Exercise A – According to the module on media and globalization below, how much time is allotted for the lesson?
Exercise B – Translate this sentence from the media and globalization module into Spanish: "Globalization entails the spread of various cultures."
Exercise C – From the media and globalization module below, reproduce the passage between "In order to" and "email to [email protected].", inclusive.

NORTHERN ILOILO POLYTECHNIC STATE COLLEGE


VICTORINO SALCEDO CAMPUS
Sara, Iloilo

Course Code : GE 7
Descriptive Title : THE CONTEMPORARY WORLD
Term and Academic Year : 1st Semester, AY 2021-2022
Department and Year Level : BSCRIM 2
Professor : PROF. REGINA C. VILLARUEL

Module 2, Lesson 1
Media and Globalization
I. Introduction
The media plays a vital role in the development and enhancement of countries through globalization. Thus, in
this lesson, you shall be introduced to how media affects and globalization. You shall also be introduced to the
definitions and functions of media as well as to the development of global village and cultural imperialism and its
critiques. This lesson shall also introduce social media and how cyber ghettoes are created.
In order to gain a thorough understanding of this lesson, you have to read the discussion and you are also tasked
to answer the assessment and submit requirements found in the “enrichment activities/outputs” section. Send your
answers through my messenger: Regz CV or email to [email protected].
Time Frame: 4 hours Date of Submission:

II. Learning Outcomes:


At the end of the lesson, you must have:
1. analyzed how various media drive various forms of global integration; and
2. explained the dynamic between local and global cultural production.
III. Learning Contents
Media and Globalization
• Globalization entails the spread of various cultures.
When a film is made in Hollywood, it is shown not only in the United States, but also in other cities across
the globe. South Korean rapper Psy’s song “Gangnam Style” may have been about a wealthy suburb in Seoul, but
its listeners included millions who have never been or may never been or may never go to Gangnam. Some of them
may not even know what Gangnam is.

Source excerpt –
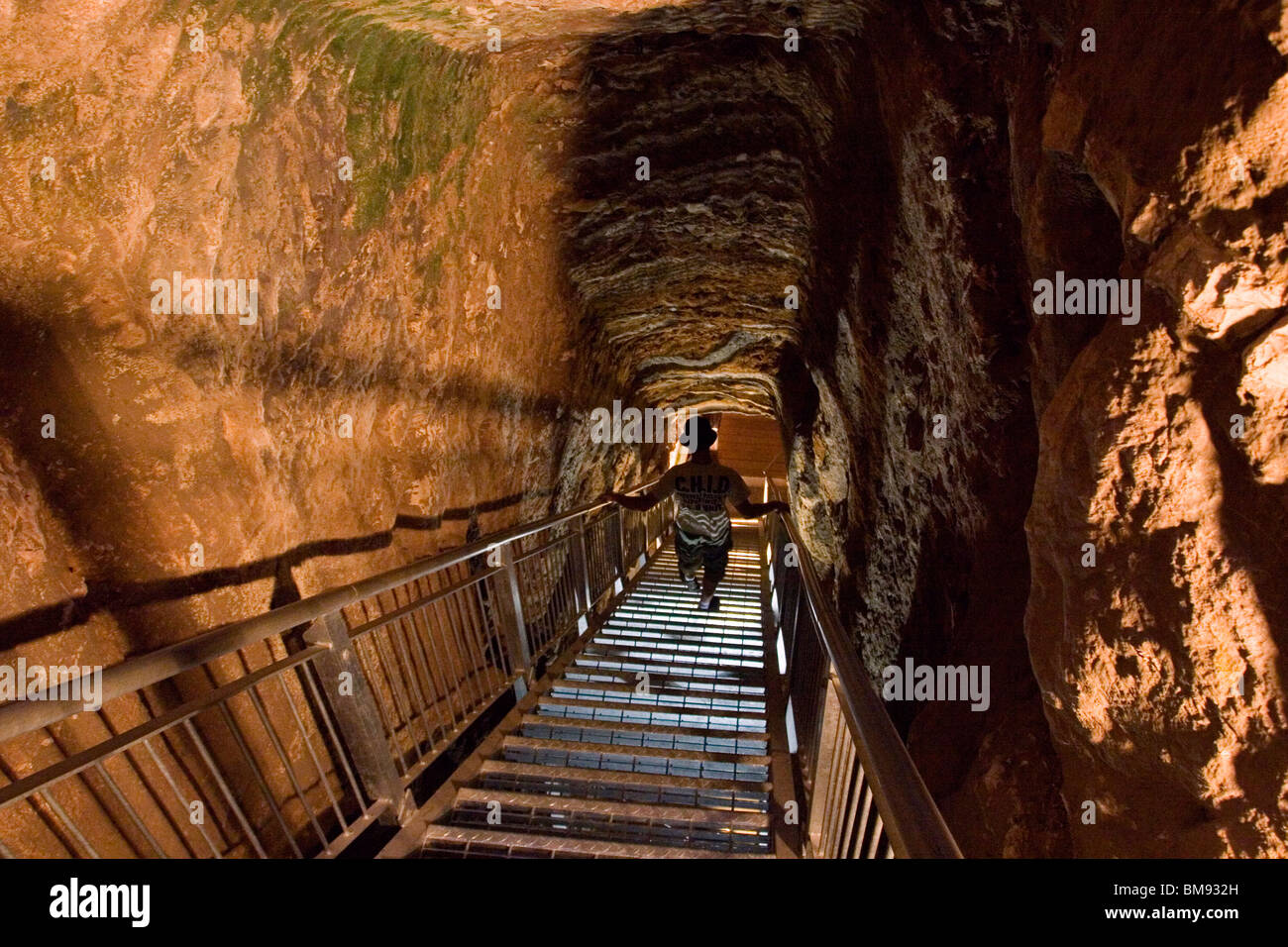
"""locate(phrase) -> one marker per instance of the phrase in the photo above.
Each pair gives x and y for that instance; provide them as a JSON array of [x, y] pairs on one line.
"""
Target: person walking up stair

Expected answer A – 4 hours

Expected answer B – La globalización implica la difusión de diversas culturas.

Expected answer C –
In order to gain a thorough understanding of this lesson, you have to read the discussion and you are also tasked
to answer the assessment and submit requirements found in the “enrichment activities/outputs” section. Send your
answers through my messenger: Regz CV or email to [email protected].